**Written problem:**
Quote all of the data exactly as given. Skip every picture it contains.

**Source material:**
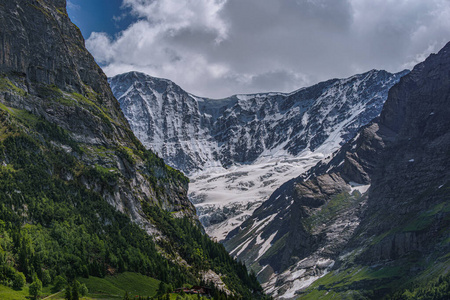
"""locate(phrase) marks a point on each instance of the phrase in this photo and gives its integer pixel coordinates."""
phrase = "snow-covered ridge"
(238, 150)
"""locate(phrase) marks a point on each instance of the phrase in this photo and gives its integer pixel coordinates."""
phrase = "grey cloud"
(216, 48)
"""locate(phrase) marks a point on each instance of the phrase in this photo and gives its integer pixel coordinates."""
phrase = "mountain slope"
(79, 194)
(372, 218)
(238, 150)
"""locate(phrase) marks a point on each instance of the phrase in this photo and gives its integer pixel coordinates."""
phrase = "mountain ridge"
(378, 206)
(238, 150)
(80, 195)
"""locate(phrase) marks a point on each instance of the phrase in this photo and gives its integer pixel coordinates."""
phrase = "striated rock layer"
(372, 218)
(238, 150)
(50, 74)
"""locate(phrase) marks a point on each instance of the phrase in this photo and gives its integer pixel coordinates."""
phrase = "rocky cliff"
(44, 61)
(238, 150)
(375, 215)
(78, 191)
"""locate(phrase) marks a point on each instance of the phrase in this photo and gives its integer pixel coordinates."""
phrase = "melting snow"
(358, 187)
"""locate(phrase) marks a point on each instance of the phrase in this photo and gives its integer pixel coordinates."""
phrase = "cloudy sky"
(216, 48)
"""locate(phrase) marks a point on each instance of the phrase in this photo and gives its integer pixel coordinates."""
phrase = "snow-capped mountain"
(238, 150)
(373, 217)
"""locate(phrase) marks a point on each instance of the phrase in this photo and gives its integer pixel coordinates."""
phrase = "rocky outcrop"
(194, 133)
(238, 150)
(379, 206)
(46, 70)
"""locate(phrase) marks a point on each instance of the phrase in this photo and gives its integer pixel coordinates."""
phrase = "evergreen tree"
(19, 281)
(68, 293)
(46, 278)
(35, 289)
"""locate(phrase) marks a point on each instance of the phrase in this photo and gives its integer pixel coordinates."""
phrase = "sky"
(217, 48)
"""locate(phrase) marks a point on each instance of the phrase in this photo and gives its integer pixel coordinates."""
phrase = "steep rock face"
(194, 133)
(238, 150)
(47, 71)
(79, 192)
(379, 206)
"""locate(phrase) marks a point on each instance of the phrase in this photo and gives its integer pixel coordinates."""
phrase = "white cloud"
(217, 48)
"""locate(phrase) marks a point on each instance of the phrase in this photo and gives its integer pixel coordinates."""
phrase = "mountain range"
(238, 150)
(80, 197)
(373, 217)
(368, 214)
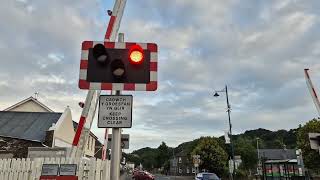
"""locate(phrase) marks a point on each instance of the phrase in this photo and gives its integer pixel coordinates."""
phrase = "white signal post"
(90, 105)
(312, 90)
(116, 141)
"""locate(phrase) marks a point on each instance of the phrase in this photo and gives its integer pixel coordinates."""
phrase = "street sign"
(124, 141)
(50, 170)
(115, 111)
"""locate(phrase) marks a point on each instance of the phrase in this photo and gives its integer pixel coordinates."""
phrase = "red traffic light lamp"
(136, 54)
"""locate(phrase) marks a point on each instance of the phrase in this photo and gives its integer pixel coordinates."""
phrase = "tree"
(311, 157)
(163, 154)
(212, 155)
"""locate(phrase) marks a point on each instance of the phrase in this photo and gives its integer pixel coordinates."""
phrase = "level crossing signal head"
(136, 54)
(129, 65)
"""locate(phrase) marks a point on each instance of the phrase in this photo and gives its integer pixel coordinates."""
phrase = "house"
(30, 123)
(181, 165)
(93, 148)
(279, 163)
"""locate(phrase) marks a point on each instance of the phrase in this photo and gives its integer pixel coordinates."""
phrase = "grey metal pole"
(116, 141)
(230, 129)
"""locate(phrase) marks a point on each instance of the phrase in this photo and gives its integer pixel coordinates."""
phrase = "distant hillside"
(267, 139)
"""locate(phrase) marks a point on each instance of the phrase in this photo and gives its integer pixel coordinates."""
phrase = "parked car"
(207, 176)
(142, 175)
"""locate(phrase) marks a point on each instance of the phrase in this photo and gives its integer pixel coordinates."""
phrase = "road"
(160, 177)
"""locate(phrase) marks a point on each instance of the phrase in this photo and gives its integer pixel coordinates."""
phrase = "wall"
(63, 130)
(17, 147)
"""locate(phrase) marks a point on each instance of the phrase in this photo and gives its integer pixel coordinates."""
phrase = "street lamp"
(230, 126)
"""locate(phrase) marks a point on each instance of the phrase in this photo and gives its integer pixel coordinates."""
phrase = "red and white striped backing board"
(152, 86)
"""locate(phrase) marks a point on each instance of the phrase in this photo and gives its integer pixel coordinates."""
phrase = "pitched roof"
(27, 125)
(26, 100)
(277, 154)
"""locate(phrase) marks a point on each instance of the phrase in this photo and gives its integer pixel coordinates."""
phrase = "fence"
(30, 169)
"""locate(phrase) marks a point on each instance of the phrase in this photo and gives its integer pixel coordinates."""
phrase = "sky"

**Answer:**
"""locate(phrase) marks a point on each instance of the phrase in this photo and gives its integer pixel coordinates."""
phrase = "snow-covered ridge"
(238, 150)
"""locate(phrase) marks a point on each instance of the phrase in this photo and gives its integer pixel coordinates."""
phrase = "grey cloud"
(216, 48)
"""locate(phrase) marks a point on each instance of the phrase in this photo and gives its integer pixel coordinates."""
phrase = "mountain slope"
(79, 194)
(372, 218)
(238, 150)
"""locate(phrase) marks a point on each instance of the phrase in this photo and gives its integer pixel coordinates."""
phrase = "mountain ridge"
(378, 206)
(238, 150)
(80, 195)
"""locate(phrase) marks a point on each instance of the phrase in this photo and gives its integer pixel coordinates."""
phrase = "striated rock layer"
(372, 218)
(238, 150)
(50, 74)
"""locate(phrase) marks a point on each instance of the phrase in this photo and gives its integer pixel coordinates."""
phrase = "rocky cliff"
(44, 61)
(238, 150)
(375, 215)
(78, 191)
"""locate(phrase) marks a point on each instance of the phrase in this photo and gives its integer pixel coordinates."""
phrase = "melting snow"
(358, 187)
"""locate(phrase) marks a point on each instance of the phrase in this photo and gives its integer pixel coordinates."""
phrase = "cloudy sky"
(216, 48)
"""locate(phrase) marks a point on each instance of the phrase in this photo and gives its integer pixel coordinates."""
phrase = "snow-capped mountain"
(238, 150)
(373, 217)
"""locate(phrase) marks a point on each instance of the phrase in this photo and gives its integer pixel coordinates."""
phrase = "rocky outcrop"
(194, 133)
(238, 150)
(379, 206)
(46, 70)
"""locate(phrase) marks a point on each instance of the phrase in this photo and gives its integer pixel coordinates."""
phrase = "evergreen tree"
(19, 281)
(68, 293)
(46, 278)
(35, 289)
"""locate(phrase) marks a point on each instance of the phrase in this photo and gives its integer pixel coordinates."""
phrase = "sky"
(217, 48)
"""locate(phrase) marks a point on each instance of the phrase in this photo and gives its integer pixel coordinates."""
phrase = "steep rock face"
(194, 133)
(238, 150)
(47, 71)
(79, 192)
(379, 206)
"""locate(phrase) marks a point on each instance of the phrase in this photo and gives its integer pixel coordinates."""
phrase = "white cloud"
(217, 48)
"""locate(phrase) marks a point on each instance of the phrase in this photo and gives its integer pixel coordinates."""
phrase = "mountain range"
(238, 150)
(80, 197)
(373, 217)
(368, 214)
"""locate(phrase) marks a point on each instance of the phrase in this photo and gives its integer pixel coordinates."""
phrase = "white signal post"
(90, 105)
(312, 90)
(116, 141)
"""locate(phrase) marks a point on each instance of the phrase in this photo and gives its integer pixel coordinates."""
phrase = "street sign"
(124, 141)
(50, 170)
(115, 111)
"""locate(phrase) marks a point on each instance of the phrase in this photo and gives its integer pixel coordinates."""
phrase = "red traffic light lamp"
(136, 54)
"""locate(phrase) marks a point on each instance of the phrase in this photo and gives its integer pixel coordinates."""
phrase = "tree"
(311, 157)
(163, 154)
(212, 155)
"""locate(phrase) marks a point on each instance of the phrase in this photo and gives its integer pixel coordinates."""
phrase = "level crossing signal head"
(136, 54)
(129, 65)
"""locate(phrase) marks a point on each instance of the phrase in this photo and gives its integer pixel coordinates."""
phrase = "house"
(30, 123)
(181, 165)
(93, 148)
(279, 163)
"""locate(phrase) marks a point on each instance of the phrase in this photo and gives its integer pixel coordinates."""
phrase = "grey metal pole"
(116, 141)
(230, 129)
"""locate(phrase) marks a point on each instance of the phrase in this photo and gives its integer pixel coordinates."""
phrase = "distant hillside"
(267, 139)
"""locate(phrase) marks a point on each instance of the phrase in this photo and gives its integer pixel coordinates."""
phrase = "parked car"
(207, 176)
(142, 175)
"""locate(phrase) marks a point on each instance of the phrase in this photo and gives its integer pixel coordinates."""
phrase = "road"
(160, 177)
"""locate(phrase) marks a point on each instance of the phrase in this photo and gives its integer pixel coordinates."""
phrase = "wall"
(63, 130)
(17, 147)
"""locate(phrase) marks a point on each instance of the phrase in this photo and gives its integer pixel coordinates."""
phrase = "street lamp"
(230, 126)
"""locate(phrase) marks a point on each instance of the phrase in this photo and gives its integer pixel coordinates."""
phrase = "red and white striped backing board"
(152, 86)
"""locate(phrase) marks a point on each instance of the phrase in this photo and gives its integer pixel coordinates."""
phrase = "pitched roof"
(27, 125)
(26, 100)
(277, 154)
"""locate(phrase) marks a point on each instance of the phrase in this photo and gives its integer pixel coordinates."""
phrase = "fence"
(30, 169)
"""locate(phrase) marks a point on each instance of the phrase in this photo and gives its integer pixel coordinates."""
phrase = "sky"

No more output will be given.